(Records for the task Opens)

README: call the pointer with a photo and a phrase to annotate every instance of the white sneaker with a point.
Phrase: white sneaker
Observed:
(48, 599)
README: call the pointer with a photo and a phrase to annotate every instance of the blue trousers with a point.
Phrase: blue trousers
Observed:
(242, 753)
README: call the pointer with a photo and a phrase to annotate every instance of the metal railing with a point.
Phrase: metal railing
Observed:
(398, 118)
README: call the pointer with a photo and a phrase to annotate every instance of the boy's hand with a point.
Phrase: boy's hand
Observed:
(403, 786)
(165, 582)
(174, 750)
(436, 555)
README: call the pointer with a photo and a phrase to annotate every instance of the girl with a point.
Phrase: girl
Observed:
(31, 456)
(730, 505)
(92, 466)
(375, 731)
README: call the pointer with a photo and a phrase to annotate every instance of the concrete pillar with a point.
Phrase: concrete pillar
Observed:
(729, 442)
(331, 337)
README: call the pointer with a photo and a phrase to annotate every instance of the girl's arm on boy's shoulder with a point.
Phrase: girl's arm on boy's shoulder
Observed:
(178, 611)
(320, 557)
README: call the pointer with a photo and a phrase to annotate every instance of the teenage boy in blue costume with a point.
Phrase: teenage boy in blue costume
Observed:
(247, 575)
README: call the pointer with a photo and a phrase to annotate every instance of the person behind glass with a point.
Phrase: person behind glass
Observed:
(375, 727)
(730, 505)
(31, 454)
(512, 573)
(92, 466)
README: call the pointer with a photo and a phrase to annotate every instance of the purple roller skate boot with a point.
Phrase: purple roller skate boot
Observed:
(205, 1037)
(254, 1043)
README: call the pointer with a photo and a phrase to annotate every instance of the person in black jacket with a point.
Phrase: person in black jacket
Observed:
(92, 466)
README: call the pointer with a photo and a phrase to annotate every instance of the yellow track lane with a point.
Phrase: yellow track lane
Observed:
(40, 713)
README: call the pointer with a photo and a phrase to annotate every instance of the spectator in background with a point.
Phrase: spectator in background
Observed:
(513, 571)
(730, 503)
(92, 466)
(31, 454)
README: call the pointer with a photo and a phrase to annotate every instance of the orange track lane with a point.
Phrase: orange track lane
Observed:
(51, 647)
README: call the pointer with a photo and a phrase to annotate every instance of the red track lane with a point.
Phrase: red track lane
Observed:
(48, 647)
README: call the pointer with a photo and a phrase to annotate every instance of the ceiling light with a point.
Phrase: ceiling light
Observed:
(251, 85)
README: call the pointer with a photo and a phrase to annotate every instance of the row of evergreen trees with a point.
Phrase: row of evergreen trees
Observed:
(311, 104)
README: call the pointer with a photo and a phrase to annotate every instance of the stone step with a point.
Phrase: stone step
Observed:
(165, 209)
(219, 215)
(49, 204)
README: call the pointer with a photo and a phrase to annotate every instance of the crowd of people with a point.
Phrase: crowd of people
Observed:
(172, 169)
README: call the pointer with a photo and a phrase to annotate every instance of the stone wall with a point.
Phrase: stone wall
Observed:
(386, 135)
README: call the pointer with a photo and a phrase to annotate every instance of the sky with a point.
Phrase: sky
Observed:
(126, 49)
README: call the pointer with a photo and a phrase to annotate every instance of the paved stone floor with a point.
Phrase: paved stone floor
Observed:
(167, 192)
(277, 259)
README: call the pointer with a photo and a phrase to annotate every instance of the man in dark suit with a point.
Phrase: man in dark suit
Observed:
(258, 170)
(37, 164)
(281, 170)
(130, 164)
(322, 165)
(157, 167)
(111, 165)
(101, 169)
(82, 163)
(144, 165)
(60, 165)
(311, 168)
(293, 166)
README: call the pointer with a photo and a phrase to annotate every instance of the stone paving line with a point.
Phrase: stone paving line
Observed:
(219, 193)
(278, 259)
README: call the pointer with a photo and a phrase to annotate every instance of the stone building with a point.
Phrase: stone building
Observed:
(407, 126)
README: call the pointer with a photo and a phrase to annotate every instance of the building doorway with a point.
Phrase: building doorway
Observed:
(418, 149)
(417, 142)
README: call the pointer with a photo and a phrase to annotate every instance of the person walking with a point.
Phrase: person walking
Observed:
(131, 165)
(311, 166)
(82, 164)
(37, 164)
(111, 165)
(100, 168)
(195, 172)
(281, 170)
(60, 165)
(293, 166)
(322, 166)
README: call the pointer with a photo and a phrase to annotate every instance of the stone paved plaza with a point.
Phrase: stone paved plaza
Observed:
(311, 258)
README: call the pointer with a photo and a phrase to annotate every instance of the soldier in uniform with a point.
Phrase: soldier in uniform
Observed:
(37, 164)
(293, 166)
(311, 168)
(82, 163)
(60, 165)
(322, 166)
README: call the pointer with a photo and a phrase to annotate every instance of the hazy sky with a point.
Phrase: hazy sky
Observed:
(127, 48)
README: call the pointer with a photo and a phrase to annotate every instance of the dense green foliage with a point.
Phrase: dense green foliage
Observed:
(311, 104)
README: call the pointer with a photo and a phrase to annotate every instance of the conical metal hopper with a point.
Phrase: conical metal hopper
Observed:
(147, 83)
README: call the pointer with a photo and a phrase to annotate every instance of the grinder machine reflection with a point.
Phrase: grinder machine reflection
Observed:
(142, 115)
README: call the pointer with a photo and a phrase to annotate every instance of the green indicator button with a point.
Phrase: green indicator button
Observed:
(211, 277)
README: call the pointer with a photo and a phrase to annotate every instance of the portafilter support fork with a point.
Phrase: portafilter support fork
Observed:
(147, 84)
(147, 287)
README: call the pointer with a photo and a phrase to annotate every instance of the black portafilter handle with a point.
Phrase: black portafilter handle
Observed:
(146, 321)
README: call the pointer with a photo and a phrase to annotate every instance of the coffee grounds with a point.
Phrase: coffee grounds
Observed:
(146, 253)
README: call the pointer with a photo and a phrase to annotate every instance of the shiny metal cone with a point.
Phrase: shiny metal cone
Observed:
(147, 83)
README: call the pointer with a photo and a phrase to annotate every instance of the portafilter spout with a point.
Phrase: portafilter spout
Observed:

(Records for the task Closes)

▶ _Exercise directions_: Wherever the string "paving" appears in a line above, copy that line.

▶ _Result for this task_:
README: call the pointer with a photo and a phrase to annotate every instance of the stone paving line with a point.
Phrase: stone paving line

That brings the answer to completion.